SUPPLIED MATERIAL:

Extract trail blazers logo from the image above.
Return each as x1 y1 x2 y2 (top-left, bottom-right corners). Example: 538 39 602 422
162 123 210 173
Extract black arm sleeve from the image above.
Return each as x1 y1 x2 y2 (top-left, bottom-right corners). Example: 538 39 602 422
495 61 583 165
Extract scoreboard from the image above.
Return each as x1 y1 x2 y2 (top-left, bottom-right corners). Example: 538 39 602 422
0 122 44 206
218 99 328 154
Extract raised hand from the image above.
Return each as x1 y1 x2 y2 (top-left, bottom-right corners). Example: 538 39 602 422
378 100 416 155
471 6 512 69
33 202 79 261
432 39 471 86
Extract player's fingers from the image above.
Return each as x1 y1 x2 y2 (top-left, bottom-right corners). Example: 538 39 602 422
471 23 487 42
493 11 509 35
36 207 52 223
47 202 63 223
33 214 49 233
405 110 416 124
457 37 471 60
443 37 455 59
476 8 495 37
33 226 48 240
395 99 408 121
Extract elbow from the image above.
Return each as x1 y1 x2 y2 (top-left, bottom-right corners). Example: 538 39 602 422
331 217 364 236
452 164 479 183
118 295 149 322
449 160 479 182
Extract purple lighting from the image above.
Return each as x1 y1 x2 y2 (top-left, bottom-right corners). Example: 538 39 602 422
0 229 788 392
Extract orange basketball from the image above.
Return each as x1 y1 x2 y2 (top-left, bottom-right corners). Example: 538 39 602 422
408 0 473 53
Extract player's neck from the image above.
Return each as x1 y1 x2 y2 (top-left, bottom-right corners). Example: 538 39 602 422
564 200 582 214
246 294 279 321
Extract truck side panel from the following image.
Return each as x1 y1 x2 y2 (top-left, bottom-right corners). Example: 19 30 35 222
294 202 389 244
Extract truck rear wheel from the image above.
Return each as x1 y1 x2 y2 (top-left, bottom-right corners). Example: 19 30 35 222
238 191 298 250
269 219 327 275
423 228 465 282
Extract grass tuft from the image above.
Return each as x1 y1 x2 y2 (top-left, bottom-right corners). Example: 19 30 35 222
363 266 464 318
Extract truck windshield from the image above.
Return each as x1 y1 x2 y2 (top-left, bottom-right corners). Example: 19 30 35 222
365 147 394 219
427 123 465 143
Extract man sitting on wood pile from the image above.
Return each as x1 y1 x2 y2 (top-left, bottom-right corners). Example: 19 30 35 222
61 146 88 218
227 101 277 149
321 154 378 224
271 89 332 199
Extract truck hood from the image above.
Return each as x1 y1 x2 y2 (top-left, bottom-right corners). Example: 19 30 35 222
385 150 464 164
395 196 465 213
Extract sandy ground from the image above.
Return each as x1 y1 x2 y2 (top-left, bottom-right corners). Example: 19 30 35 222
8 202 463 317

GIVEN EXERCISE:
Change every "Extract" in the records above to "Locate" and give the records again with nothing else altered.

SOLUTION TO THIS PROBLEM:
Locate trail blazers logo from the image above.
Return each as x1 y1 x2 y2 (top-left, bottom-right corners). Example: 538 39 602 422
162 123 210 173
Locate black arm sleeve from the image above.
Return each as x1 y1 x2 y2 (top-left, bottom-right corners). Example: 538 39 602 422
495 61 583 165
Locate scoreboard from the image above.
Return each as x1 y1 x2 y2 (top-left, bottom-right corners). Example: 538 39 602 422
0 122 44 206
218 99 328 154
Locate raised hand from the image above.
Return each as x1 y1 x2 y2 (top-left, bottom-right corners). Example: 538 39 602 422
378 100 416 155
471 6 512 69
33 202 79 261
432 39 471 86
Locate player's fingers from the image above.
Return each as x1 y1 x2 y2 (top-left, bottom-right corners). Example: 538 39 602 422
471 23 487 42
493 11 509 35
36 207 52 223
47 202 63 223
33 214 49 233
405 110 416 124
457 37 471 60
443 37 455 59
476 8 495 37
33 226 48 240
395 99 408 121
Locate elbow from the image above.
Return each as x1 y1 x2 y2 (top-left, bottom-right corners). Example: 538 39 602 422
331 217 364 236
452 164 479 183
118 295 149 322
449 160 479 182
Locate purple lighting from the image above.
Return each as x1 y1 x2 y2 (top-left, bottom-right corners). Example: 538 39 602 422
0 229 788 392
Locate orange basketball from the image above.
Return each as x1 y1 x2 y2 (top-left, bottom-right corners). Example: 538 39 602 422
408 0 473 53
Locate player's neck from the image above.
Return each as x1 y1 x2 y2 (top-left, bottom-right corners). Example: 538 39 602 422
564 200 582 214
246 294 279 321
Locate truck side panel from the following image.
Return each as x1 y1 x2 y2 (top-left, bottom-right corners). Example: 19 30 35 222
294 202 389 244
Locate truck rear wheel from the image above.
Return each as x1 y1 x2 y2 (top-left, bottom-right corners). Example: 19 30 35 222
238 191 298 250
269 219 327 275
423 228 465 282
Locate grass tuft from the image above.
Return each as x1 y1 x2 y2 (top-left, bottom-right corners). Example: 19 30 35 222
363 266 464 318
Locate truck windshield from the image above.
Return each as x1 y1 x2 y2 (top-left, bottom-right corners). Example: 19 30 35 222
365 147 394 219
427 123 465 143
Locate man sitting on wood pile from the image above.
Return each as x1 y1 x2 y2 (top-left, bottom-right corners). Example: 19 30 35 222
61 146 88 218
227 101 277 149
321 154 378 224
271 89 332 199
Locate truck hood from the image above.
Return each as x1 y1 x2 y2 (top-left, bottom-right corners). Example: 19 30 35 222
385 150 464 164
395 196 465 213
Locate sandy ground from the image above.
Return each as x1 y1 x2 y2 (top-left, bottom-right corners). Example: 19 30 35 222
8 202 463 317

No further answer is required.